Dataset items
#####

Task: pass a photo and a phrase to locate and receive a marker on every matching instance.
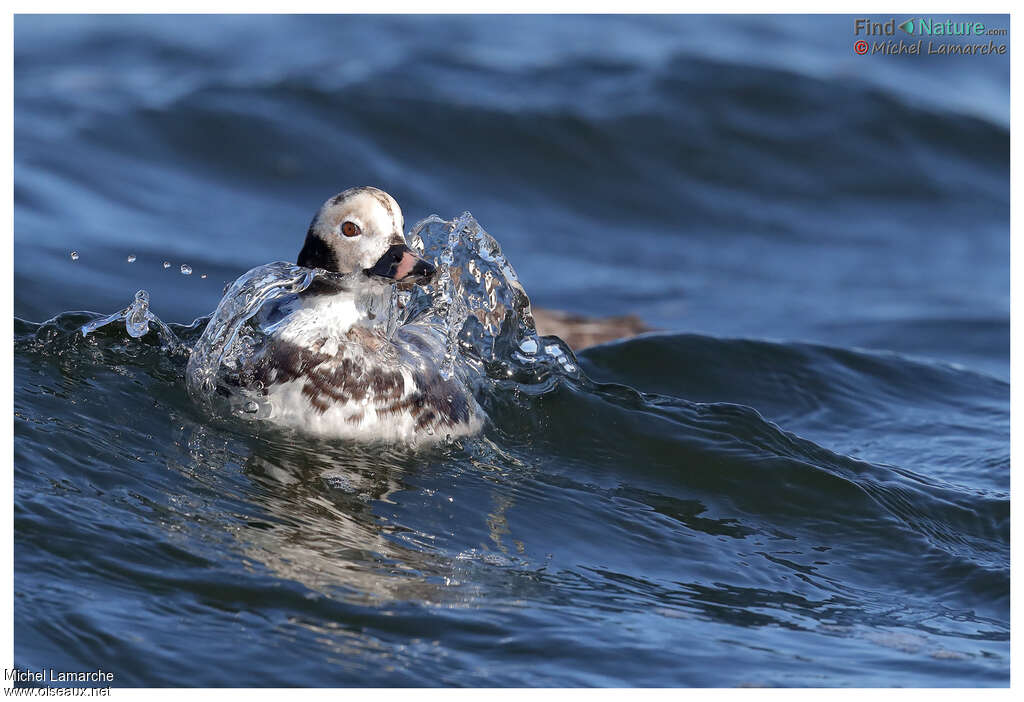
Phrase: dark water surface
(803, 481)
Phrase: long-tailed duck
(329, 366)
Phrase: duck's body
(330, 368)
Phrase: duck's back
(326, 380)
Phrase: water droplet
(528, 346)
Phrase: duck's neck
(347, 302)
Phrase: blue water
(802, 479)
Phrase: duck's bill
(400, 264)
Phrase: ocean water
(801, 479)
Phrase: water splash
(136, 318)
(475, 315)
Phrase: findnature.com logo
(926, 28)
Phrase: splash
(136, 318)
(475, 309)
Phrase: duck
(329, 365)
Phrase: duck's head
(361, 229)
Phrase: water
(803, 480)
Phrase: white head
(361, 229)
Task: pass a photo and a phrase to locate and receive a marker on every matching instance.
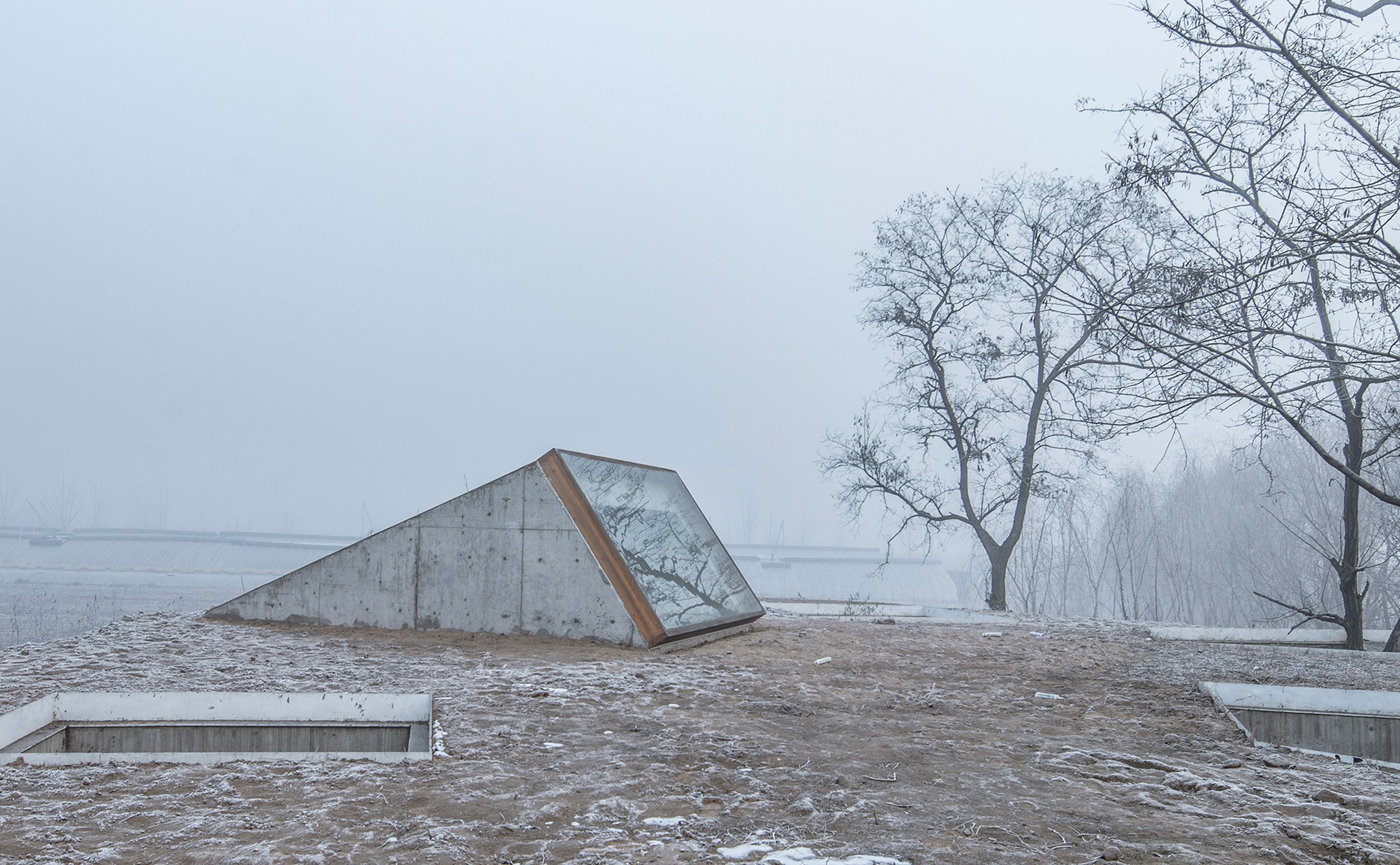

#####

(What you need to do): Return the entries above exactly as they appear. Pictures should not be copied.

(Result for this exercise):
Task: pass a photo and a phrase to locate and receive a marker on every matching instance.
Phrase: dark water surface
(803, 481)
Phrase: long-tailed duck
(329, 366)
Phrase: duck's body
(330, 368)
Phrase: duck's back
(326, 380)
Phrase: water droplet
(528, 346)
Phrase: duck's neck
(347, 302)
Phrase: blue water
(802, 479)
Phrase: duck's bill
(400, 264)
Phrase: ocean water
(801, 479)
Phrase: water splash
(136, 318)
(475, 315)
Phrase: findnature.com logo
(926, 28)
Phrase: splash
(136, 318)
(475, 309)
Phrase: duck
(329, 365)
Phrase: duck's head
(361, 229)
Phrase: water
(803, 480)
Phrase: white head
(361, 229)
Task: pass a photo and a phrase to locate and receive a marker on every matching instance.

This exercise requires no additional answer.